* start Listed records *
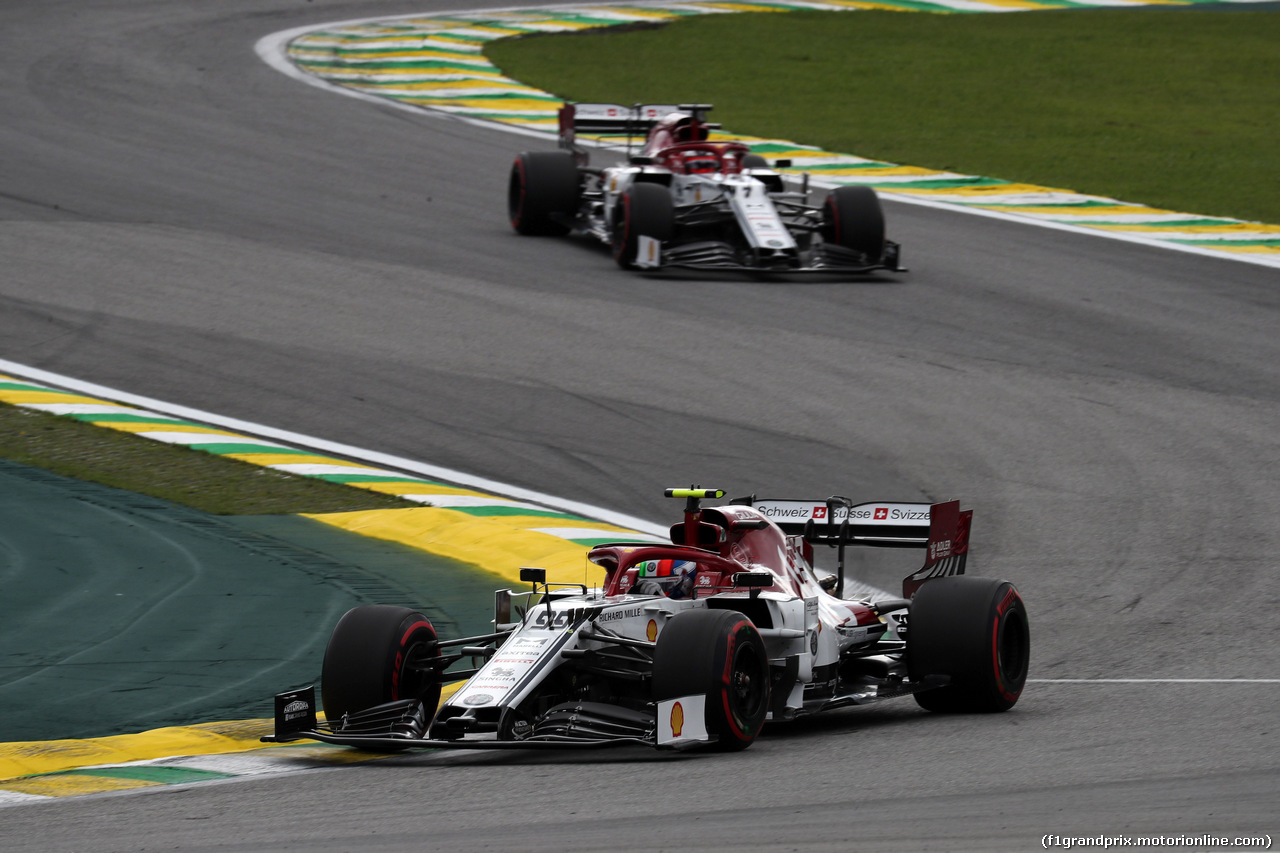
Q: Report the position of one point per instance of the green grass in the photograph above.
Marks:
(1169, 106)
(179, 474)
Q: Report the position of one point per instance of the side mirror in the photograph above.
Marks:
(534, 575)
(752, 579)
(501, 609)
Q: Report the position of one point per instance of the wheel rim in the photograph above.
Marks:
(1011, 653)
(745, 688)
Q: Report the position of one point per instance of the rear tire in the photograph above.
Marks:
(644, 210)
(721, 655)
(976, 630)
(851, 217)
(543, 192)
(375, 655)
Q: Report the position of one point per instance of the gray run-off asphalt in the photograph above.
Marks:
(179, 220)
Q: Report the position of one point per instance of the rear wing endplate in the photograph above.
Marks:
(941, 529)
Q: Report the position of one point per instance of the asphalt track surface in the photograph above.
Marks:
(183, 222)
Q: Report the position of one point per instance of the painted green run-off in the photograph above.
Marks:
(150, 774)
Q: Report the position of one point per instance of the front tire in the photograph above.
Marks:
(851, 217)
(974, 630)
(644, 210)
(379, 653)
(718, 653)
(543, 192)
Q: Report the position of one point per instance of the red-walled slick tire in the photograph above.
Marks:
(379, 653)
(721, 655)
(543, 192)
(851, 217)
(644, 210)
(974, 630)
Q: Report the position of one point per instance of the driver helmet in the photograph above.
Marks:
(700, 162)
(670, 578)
* end Listed records *
* start Listed records *
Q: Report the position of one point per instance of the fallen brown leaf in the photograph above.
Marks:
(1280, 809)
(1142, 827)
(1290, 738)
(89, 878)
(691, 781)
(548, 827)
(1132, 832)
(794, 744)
* end Listed records *
* Exercise brief *
Pull out every line in the entries above that contains the string "asphalt". Case counts, so a line matches only if its letters have the same capitalization.

* Output for this task *
Q: Report the position of one point per instance of the gray run-off asphalt in the photograph above.
Q: Report the position of one point per instance of the asphalt track surface in the photograph above.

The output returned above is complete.